═════ Information given ═════

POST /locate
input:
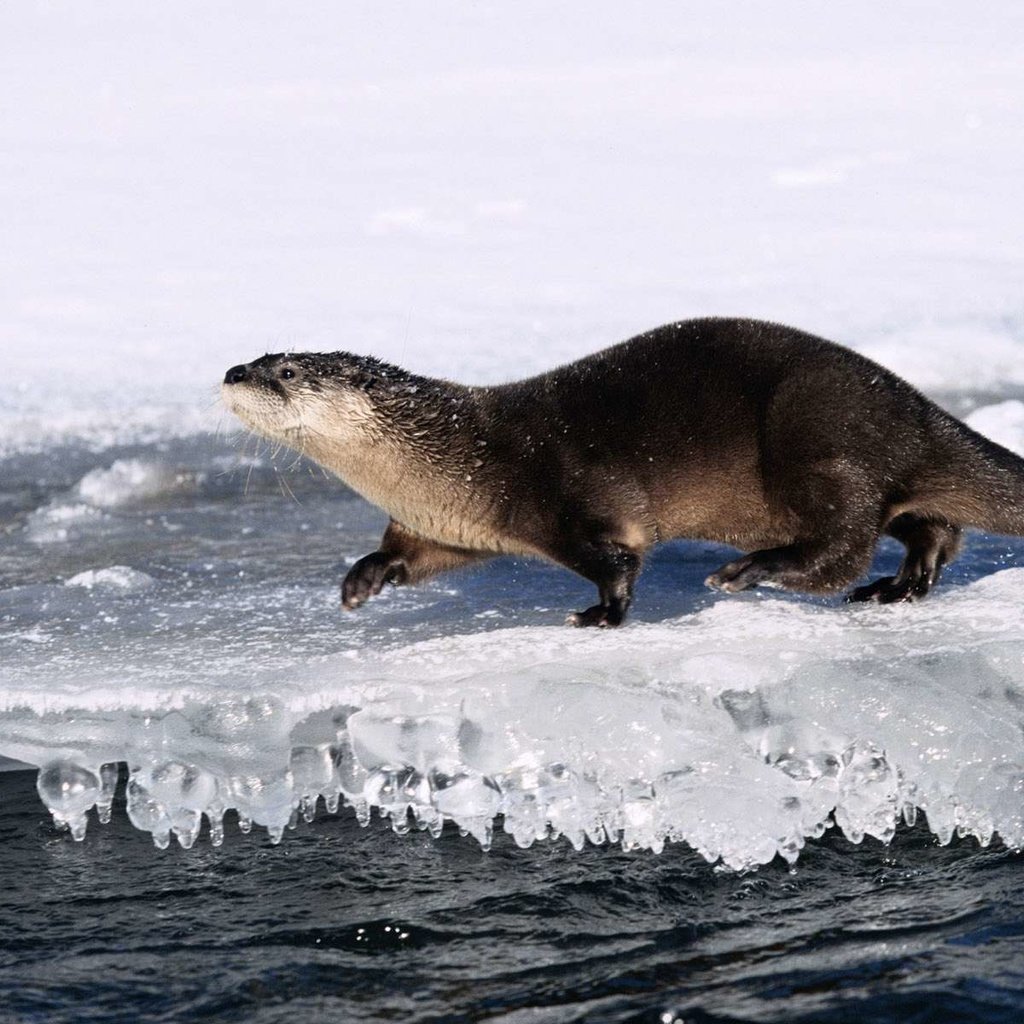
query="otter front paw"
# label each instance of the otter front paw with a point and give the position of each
(367, 578)
(602, 615)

═════

What you have to do: Reproduce every line of the listing above verbatim, but leave out the pictures.

Solution to the exercise:
POST /locate
input:
query="otter front paw"
# label each instance of the otter front paw with a point and give the position of each
(367, 578)
(602, 615)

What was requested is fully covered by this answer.